Load Indices and Start SemSpect #

#############################
# required loading parameters
#############################

# "databases[0]" can be used to specify the first entry in the databases array
# (used here to highlight the full path of the nested YAML parameter)
semspect.rdf.databases[0].database: default-db
semspect.rdf.databases[0].mode: load
semspect.rdf.databases[0].indicesDirectory: "path/to/indices/directory"

Additional Initialization Parameters (All Optional) #

Server Settings #

##################################
# additional server settings
##################################

# port
#
# default: 8080
server.port: 8080

# x-frame support
# The x-frame functionality is a way of combining and organizing web-based
# documents together on a single webpage through the use of frames (HTML
# elements that allow you to display content from another source, such as
# another webpage or a video). By default, the x-frame functionality is
# disabled by Spring Boot, however, by using the following parameter, it is
# possible to define frame-ancestors to include SemSpect in other HTML pages
# (https://developer.mozilla.org/en-US/docs/Web/HTTP/Headers/Content-Security-Policy/frame-ancestors) .
#
# default: disabled; below are some examples
server.frame-ancestors:
  # local HTML files are allowed to integrate SemSpect in an x-frame
  - "file://*"
  # any subdomain of "example.org" is allowed to integrate SemSpect in an x-frame
  - "https://www.*.example.org"

# context path
#
# Determines at which context path the content will be served by the server.

* * *

* Exercises *
• a. In the SemSpect configuration excerpt, what is the default value for the server port?
• b. Copy the entries from the line with "Species-survey task: indicate the baseball" up to and including the last line of the entries, requests included. Offset every coordinate number in the answers by adding 3.
The entries are unrelated to the SemSpect configuration excerpt.

* Records of labeled points *
* * *

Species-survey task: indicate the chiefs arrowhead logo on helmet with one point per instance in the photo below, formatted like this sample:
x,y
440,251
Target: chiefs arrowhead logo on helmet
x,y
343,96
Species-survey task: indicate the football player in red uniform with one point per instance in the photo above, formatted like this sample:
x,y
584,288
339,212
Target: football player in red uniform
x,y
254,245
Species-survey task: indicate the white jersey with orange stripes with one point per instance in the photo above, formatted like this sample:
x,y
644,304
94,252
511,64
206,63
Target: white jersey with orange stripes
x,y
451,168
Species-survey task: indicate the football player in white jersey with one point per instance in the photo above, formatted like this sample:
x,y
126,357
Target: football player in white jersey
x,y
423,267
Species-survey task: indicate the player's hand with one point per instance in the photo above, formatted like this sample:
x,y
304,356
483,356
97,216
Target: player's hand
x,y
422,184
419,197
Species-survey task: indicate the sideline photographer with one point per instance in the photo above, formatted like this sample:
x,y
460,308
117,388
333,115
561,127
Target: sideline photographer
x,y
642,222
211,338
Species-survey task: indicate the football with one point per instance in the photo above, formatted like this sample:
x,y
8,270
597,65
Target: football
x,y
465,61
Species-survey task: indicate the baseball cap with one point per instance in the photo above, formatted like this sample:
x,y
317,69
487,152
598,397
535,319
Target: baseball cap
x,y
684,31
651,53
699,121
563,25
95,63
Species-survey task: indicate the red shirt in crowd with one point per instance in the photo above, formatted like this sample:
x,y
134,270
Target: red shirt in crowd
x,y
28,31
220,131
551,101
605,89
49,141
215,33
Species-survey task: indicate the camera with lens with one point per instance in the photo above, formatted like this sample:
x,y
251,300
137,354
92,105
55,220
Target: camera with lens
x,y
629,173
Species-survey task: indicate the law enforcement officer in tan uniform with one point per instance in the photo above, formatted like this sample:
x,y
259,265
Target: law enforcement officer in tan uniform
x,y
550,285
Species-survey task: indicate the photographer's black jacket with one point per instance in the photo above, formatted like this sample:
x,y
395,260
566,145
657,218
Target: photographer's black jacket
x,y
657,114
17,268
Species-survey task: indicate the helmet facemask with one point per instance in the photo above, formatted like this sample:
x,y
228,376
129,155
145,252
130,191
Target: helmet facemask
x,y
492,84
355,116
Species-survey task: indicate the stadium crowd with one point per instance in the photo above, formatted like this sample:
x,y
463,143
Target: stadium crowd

* * *

* Solutions by task *
• a. 8080

• b.
Species-survey task: indicate the baseball cap with one point per instance in the photo above, formatted like this sample:
x,y
317,69
487,152
598,397
535,319
Target: baseball cap
x,y
687,34
654,56
702,124
566,28
98,66
Species-survey task: indicate the red shirt in crowd with one point per instance in the photo above, formatted like this sample:
x,y
134,270
Target: red shirt in crowd
x,y
31,34
223,134
554,104
608,92
52,144
218,36
Species-survey task: indicate the camera with lens with one point per instance in the photo above, formatted like this sample:
x,y
251,300
137,354
92,105
55,220
Target: camera with lens
x,y
632,176
Species-survey task: indicate the law enforcement officer in tan uniform with one point per instance in the photo above, formatted like this sample:
x,y
259,265
Target: law enforcement officer in tan uniform
x,y
553,288
Species-survey task: indicate the photographer's black jacket with one point per instance in the photo above, formatted like this sample:
x,y
395,260
566,145
657,218
Target: photographer's black jacket
x,y
660,117
20,271
Species-survey task: indicate the helmet facemask with one point per instance in the photo above, formatted like this sample:
x,y
228,376
129,155
145,252
130,191
Target: helmet facemask
x,y
495,87
358,119
Species-survey task: indicate the stadium crowd with one point per instance in the photo above, formatted like this sample:
x,y
463,143
Target: stadium crowd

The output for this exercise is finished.